>> begin Dataset extract

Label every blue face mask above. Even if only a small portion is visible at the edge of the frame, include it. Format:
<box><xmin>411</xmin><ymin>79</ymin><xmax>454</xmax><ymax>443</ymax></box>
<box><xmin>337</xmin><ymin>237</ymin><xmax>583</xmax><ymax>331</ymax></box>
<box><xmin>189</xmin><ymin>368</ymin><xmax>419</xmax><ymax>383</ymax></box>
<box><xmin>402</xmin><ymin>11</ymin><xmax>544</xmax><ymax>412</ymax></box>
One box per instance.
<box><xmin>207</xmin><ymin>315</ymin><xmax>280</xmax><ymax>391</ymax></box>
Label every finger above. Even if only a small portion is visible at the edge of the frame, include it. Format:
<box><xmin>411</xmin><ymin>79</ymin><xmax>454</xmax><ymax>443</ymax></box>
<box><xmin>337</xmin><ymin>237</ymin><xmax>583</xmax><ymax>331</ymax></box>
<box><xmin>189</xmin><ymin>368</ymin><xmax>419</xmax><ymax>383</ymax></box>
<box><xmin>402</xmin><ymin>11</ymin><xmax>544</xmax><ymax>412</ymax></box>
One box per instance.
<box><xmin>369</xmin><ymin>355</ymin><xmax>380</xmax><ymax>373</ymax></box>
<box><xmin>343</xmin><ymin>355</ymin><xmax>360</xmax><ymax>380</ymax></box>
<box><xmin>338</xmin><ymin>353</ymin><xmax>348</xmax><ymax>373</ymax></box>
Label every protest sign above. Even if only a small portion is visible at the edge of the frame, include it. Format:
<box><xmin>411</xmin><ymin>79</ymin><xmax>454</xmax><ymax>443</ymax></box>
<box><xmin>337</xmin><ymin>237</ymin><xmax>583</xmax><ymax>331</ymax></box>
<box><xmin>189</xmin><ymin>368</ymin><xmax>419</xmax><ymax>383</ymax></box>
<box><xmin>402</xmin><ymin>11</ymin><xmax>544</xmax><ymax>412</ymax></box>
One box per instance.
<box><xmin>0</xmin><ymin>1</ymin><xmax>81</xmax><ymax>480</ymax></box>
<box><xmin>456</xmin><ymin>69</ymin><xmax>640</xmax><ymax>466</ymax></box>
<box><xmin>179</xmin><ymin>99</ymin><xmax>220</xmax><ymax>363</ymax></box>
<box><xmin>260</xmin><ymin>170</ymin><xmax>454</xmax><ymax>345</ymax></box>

>> end Dataset extract

Problem to work on:
Rewrite the listing with every "small portion" changed to "small part" and everything else left as it is.

Complete answer:
Label every blue face mask above. Even if only a small part is visible at the edge of the frame, include it. Format:
<box><xmin>411</xmin><ymin>79</ymin><xmax>454</xmax><ymax>443</ymax></box>
<box><xmin>337</xmin><ymin>237</ymin><xmax>583</xmax><ymax>331</ymax></box>
<box><xmin>189</xmin><ymin>368</ymin><xmax>419</xmax><ymax>383</ymax></box>
<box><xmin>402</xmin><ymin>11</ymin><xmax>544</xmax><ymax>412</ymax></box>
One box per instance.
<box><xmin>207</xmin><ymin>315</ymin><xmax>280</xmax><ymax>391</ymax></box>
Label every finger above. Even if only a small part is visible at the edge of the frame, include it. Format:
<box><xmin>411</xmin><ymin>79</ymin><xmax>454</xmax><ymax>443</ymax></box>
<box><xmin>337</xmin><ymin>237</ymin><xmax>583</xmax><ymax>331</ymax></box>
<box><xmin>189</xmin><ymin>368</ymin><xmax>419</xmax><ymax>383</ymax></box>
<box><xmin>402</xmin><ymin>11</ymin><xmax>544</xmax><ymax>412</ymax></box>
One box per instance.
<box><xmin>369</xmin><ymin>355</ymin><xmax>380</xmax><ymax>373</ymax></box>
<box><xmin>343</xmin><ymin>355</ymin><xmax>360</xmax><ymax>380</ymax></box>
<box><xmin>338</xmin><ymin>353</ymin><xmax>348</xmax><ymax>373</ymax></box>
Label every protest sign above. Even if only a small part is visible at the edge of the frame, include it. Format:
<box><xmin>411</xmin><ymin>79</ymin><xmax>454</xmax><ymax>443</ymax></box>
<box><xmin>337</xmin><ymin>237</ymin><xmax>583</xmax><ymax>331</ymax></box>
<box><xmin>189</xmin><ymin>368</ymin><xmax>419</xmax><ymax>383</ymax></box>
<box><xmin>402</xmin><ymin>11</ymin><xmax>544</xmax><ymax>412</ymax></box>
One box per instance.
<box><xmin>0</xmin><ymin>1</ymin><xmax>81</xmax><ymax>480</ymax></box>
<box><xmin>456</xmin><ymin>69</ymin><xmax>640</xmax><ymax>466</ymax></box>
<box><xmin>179</xmin><ymin>99</ymin><xmax>220</xmax><ymax>363</ymax></box>
<box><xmin>260</xmin><ymin>170</ymin><xmax>454</xmax><ymax>345</ymax></box>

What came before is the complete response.